## Location annotation dataset excerpts
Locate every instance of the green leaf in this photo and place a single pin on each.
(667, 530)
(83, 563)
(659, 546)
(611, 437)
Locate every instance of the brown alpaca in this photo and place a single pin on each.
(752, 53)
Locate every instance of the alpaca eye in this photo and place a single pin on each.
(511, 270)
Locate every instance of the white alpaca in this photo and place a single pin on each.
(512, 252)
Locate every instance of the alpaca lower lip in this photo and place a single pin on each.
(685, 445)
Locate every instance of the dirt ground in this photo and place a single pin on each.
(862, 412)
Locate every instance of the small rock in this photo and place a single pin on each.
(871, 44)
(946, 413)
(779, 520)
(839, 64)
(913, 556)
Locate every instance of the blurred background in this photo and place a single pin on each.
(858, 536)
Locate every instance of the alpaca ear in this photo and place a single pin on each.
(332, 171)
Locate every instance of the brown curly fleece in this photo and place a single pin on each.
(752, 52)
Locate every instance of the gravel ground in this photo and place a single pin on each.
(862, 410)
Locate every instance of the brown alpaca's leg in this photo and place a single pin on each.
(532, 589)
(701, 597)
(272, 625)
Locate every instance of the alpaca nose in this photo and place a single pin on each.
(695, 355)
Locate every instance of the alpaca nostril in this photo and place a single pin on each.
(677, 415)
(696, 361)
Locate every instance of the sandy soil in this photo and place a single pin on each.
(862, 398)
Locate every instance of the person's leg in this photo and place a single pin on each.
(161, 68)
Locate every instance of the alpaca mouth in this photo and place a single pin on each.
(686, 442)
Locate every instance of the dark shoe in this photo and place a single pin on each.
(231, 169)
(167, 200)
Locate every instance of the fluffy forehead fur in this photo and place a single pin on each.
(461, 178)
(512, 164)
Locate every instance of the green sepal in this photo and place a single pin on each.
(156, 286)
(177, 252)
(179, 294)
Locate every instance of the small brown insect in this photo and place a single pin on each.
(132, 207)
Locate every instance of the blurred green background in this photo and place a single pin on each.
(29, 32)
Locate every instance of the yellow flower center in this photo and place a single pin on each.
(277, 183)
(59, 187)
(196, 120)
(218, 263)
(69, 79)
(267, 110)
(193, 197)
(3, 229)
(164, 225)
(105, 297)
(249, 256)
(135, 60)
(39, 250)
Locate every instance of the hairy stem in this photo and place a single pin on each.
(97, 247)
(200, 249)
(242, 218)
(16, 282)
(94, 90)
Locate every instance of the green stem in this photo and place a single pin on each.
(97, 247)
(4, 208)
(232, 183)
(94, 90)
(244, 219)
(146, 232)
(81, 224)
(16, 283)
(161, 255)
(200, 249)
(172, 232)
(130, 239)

## TASK TO COMPLETE
Would you reproduce the material above in full, exactly as given?

## SOLUTION FOR THIS EXERCISE
Locate every instance of the green leaf in this photo and place a single pin on each.
(667, 530)
(83, 563)
(659, 546)
(611, 437)
Locate every instance of the brown alpaca in this photo and place a single pin on each.
(752, 53)
Locate every instance of the alpaca eye in this photo and place a single pin on each.
(511, 270)
Locate every instance of the white alpaca in this photo and place a single pin on each.
(512, 252)
Locate every instance of the alpaca lower lip in this photo and place a single pin on each.
(685, 445)
Locate every instance of the dirt ground in this photo and place a single pin on each.
(862, 412)
Locate every instance of the small rock in this photo and place a single pin on each.
(871, 44)
(946, 413)
(779, 520)
(839, 64)
(913, 556)
Locate every instance of the blurred background in this photo and place a single pin on each.
(858, 536)
Locate every instance of the alpaca ear in this photo and place a single pin on each.
(332, 171)
Locate every instance of the brown curly fleece in this photo and place a single pin on each.
(752, 52)
Locate every instance of the gravel ground in this photo and place a single pin on each.
(862, 410)
Locate every instance of the brown alpaca's leg in this photo and place a single pin on each.
(532, 589)
(701, 597)
(272, 625)
Locate every instance of the alpaca nose in this photo and place a single pin on each.
(695, 355)
Locate every instance of the alpaca nostril in this photo and place a single pin on each.
(677, 415)
(696, 361)
Locate every instance of the sandy soil in this photo and place a single pin on each.
(862, 398)
Locate every instance of the person's leg in this photo and place a single pin on each.
(161, 68)
Locate every instance of the alpaca mouth in this photo and place a single pin on each.
(686, 442)
Locate every instance of the dark shoe in this photo and place a single pin on each.
(231, 169)
(167, 200)
Locate every instance of the fluffy forehead fur in this photo and place a single pin on each.
(461, 178)
(512, 164)
Locate every instance of the green sepal in this photo and place a single pin on each.
(156, 286)
(177, 252)
(179, 294)
Locate every instance of the small brown insect in this photo and place a single pin on each.
(132, 207)
Locate every instance of the blurred green background in this photo and place a single pin on each.
(29, 32)
Locate every instance of the yellow flower center in this photo and place a single pin on each.
(277, 183)
(59, 187)
(196, 120)
(218, 263)
(69, 79)
(267, 110)
(193, 197)
(3, 229)
(164, 225)
(105, 297)
(249, 256)
(135, 60)
(39, 250)
Locate every instance of the hairy stem in this photo and place a single pin on each.
(97, 247)
(200, 249)
(242, 218)
(16, 282)
(94, 90)
Locate every instance of the green stem in this photo and place a single pin on each.
(97, 247)
(4, 208)
(232, 183)
(94, 90)
(244, 219)
(146, 232)
(81, 224)
(16, 283)
(161, 255)
(200, 249)
(172, 232)
(130, 239)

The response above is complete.